WRITTEN TASK: Rewrite all of the lines below, swapping "input image" for "source photo" everywhere and keeping everything else the same. Omit the pictures from your answer.

[Dataset excerpt]
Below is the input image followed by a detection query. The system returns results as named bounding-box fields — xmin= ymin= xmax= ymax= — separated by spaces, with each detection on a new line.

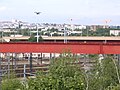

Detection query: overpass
xmin=0 ymin=42 xmax=120 ymax=54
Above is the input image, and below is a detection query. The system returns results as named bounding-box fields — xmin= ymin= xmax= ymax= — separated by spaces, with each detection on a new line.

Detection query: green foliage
xmin=28 ymin=54 xmax=85 ymax=90
xmin=1 ymin=73 xmax=25 ymax=90
xmin=89 ymin=58 xmax=118 ymax=90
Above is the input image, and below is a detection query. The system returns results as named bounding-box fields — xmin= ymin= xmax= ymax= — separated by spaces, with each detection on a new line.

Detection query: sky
xmin=0 ymin=0 xmax=120 ymax=25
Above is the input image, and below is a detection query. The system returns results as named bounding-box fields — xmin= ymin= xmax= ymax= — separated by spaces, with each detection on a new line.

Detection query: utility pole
xmin=34 ymin=12 xmax=41 ymax=43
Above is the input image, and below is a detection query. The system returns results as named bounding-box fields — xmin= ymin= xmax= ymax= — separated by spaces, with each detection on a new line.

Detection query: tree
xmin=28 ymin=54 xmax=85 ymax=90
xmin=89 ymin=58 xmax=119 ymax=90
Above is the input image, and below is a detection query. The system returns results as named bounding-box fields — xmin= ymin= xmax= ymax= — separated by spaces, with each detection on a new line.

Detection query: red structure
xmin=0 ymin=42 xmax=120 ymax=54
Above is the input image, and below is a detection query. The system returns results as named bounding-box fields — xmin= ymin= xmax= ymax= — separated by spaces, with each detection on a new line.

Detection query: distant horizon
xmin=0 ymin=0 xmax=120 ymax=25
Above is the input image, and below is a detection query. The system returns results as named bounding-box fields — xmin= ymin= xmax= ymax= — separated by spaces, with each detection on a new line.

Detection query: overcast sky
xmin=0 ymin=0 xmax=120 ymax=25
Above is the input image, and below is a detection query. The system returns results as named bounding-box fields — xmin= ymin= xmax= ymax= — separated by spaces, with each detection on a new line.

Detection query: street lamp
xmin=34 ymin=12 xmax=41 ymax=43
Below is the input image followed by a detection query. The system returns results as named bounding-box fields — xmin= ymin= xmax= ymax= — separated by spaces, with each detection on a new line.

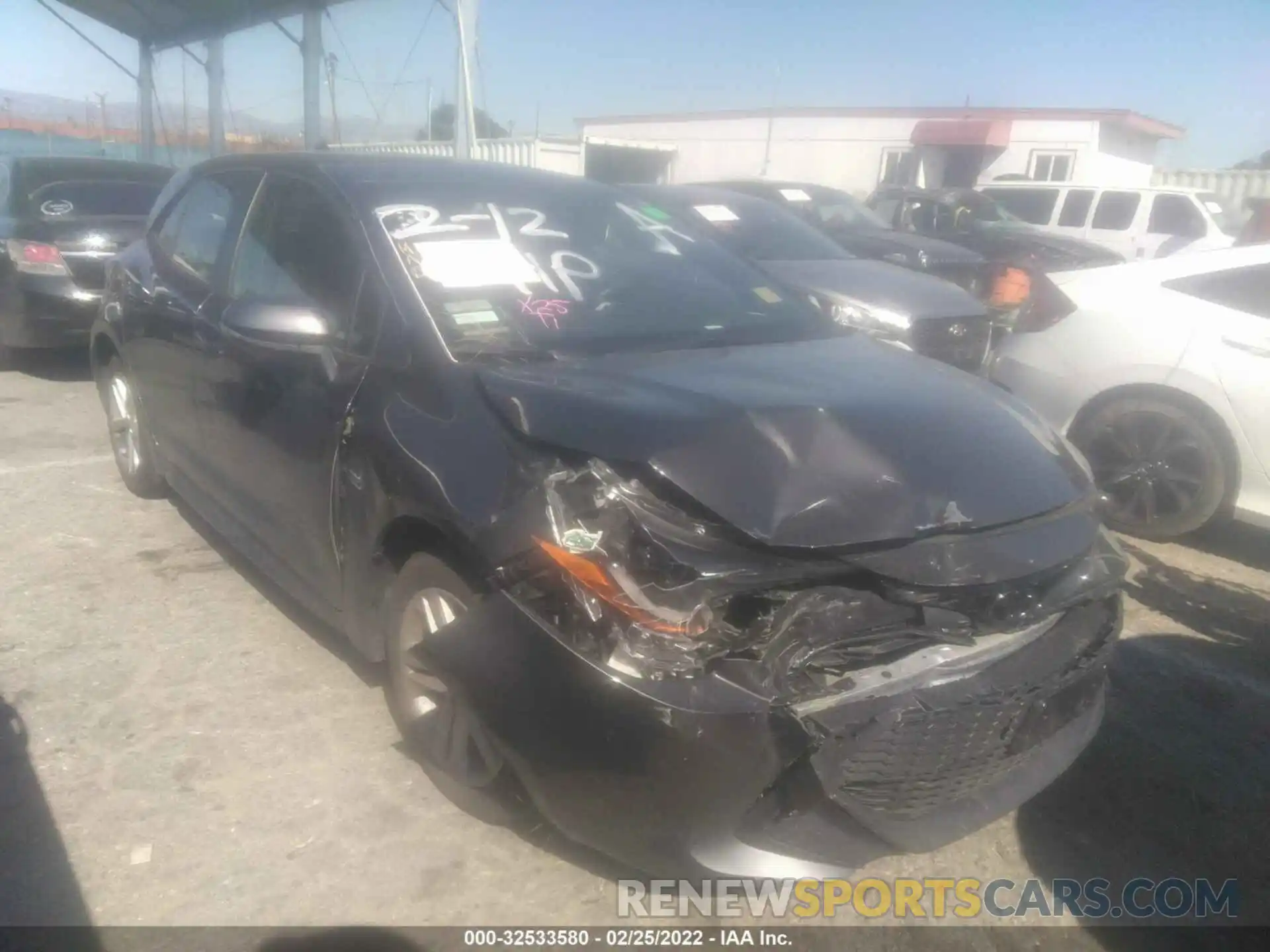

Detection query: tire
xmin=1072 ymin=396 xmax=1230 ymax=539
xmin=384 ymin=552 xmax=531 ymax=825
xmin=98 ymin=357 xmax=167 ymax=499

SOLUTION TO THE PROBLEM:
Below is the source photo followed by a detection query. The system returns results as named bounding-box fields — xmin= ymin= xmax= ymax= — separated by spaces, with each detection on a new line.


Detection query: overpass
xmin=0 ymin=42 xmax=120 ymax=54
Above is the source photo, and below is a detection query. The system returns results as named bounding-box fields — xmin= ymin= xmax= ymax= — separated by spaces, with each detection on a new line.

Detection query: green foliage
xmin=28 ymin=54 xmax=85 ymax=90
xmin=1 ymin=73 xmax=25 ymax=90
xmin=89 ymin=58 xmax=118 ymax=90
Above is the source photo, and below is a detection query. The system returns results as named bounding-box fields — xmin= ymin= xmax= ymax= — separated by spaces, with each detection on a new line.

Detection query: sky
xmin=0 ymin=0 xmax=120 ymax=25
Above is the source photo, and below is a detection query. The system returns results as named bounding-box fields — xmin= ymin= xmax= ymax= — separated by spaces, with each detection on a new line.

Detection query: utility pole
xmin=34 ymin=12 xmax=41 ymax=43
Above is the source photo, and below is a detection query. The system returns results as named bounding-box fields — xmin= ymin= xmax= ymax= — separated by spaces, with each detection on a new line.

Detection query: tree
xmin=28 ymin=54 xmax=85 ymax=90
xmin=89 ymin=58 xmax=119 ymax=90
Above is the source photo, and below is a detection query. The system returns results as named bounding-box fields — xmin= ymin= xmax= ymax= — separated by spaces, with each detection on a new line.

Detection query: red structure
xmin=0 ymin=42 xmax=120 ymax=54
Above is the source photo, and below is a detection query. The system returns results as named bounding-box fields — xmin= ymin= xmax= ymax= — separated by spaces, with each detection on a new line.

Detection query: distant horizon
xmin=0 ymin=0 xmax=120 ymax=25
Above is the source photo, and below is a detection query. The system returns results as named bounding-box fields — xmin= ymin= xmax= ymax= — separated by spaces, with each detection on a new line.

Detection query: overcast sky
xmin=0 ymin=0 xmax=120 ymax=25
Above is the source photo, and below is a detection query. The system returns results as named bounding-box fields — xmin= ymin= xmax= ymax= — separated by spaces, with each detection on a new line.

Detection query: street lamp
xmin=34 ymin=12 xmax=41 ymax=43
Below is the source photo followed by a detection query. The system returns results as named bounding-box fields — xmin= ymin= xmax= ymax= — separated by spaces, with each detection on a new line.


Detection query: tire
xmin=1072 ymin=396 xmax=1230 ymax=539
xmin=384 ymin=552 xmax=531 ymax=825
xmin=98 ymin=357 xmax=167 ymax=499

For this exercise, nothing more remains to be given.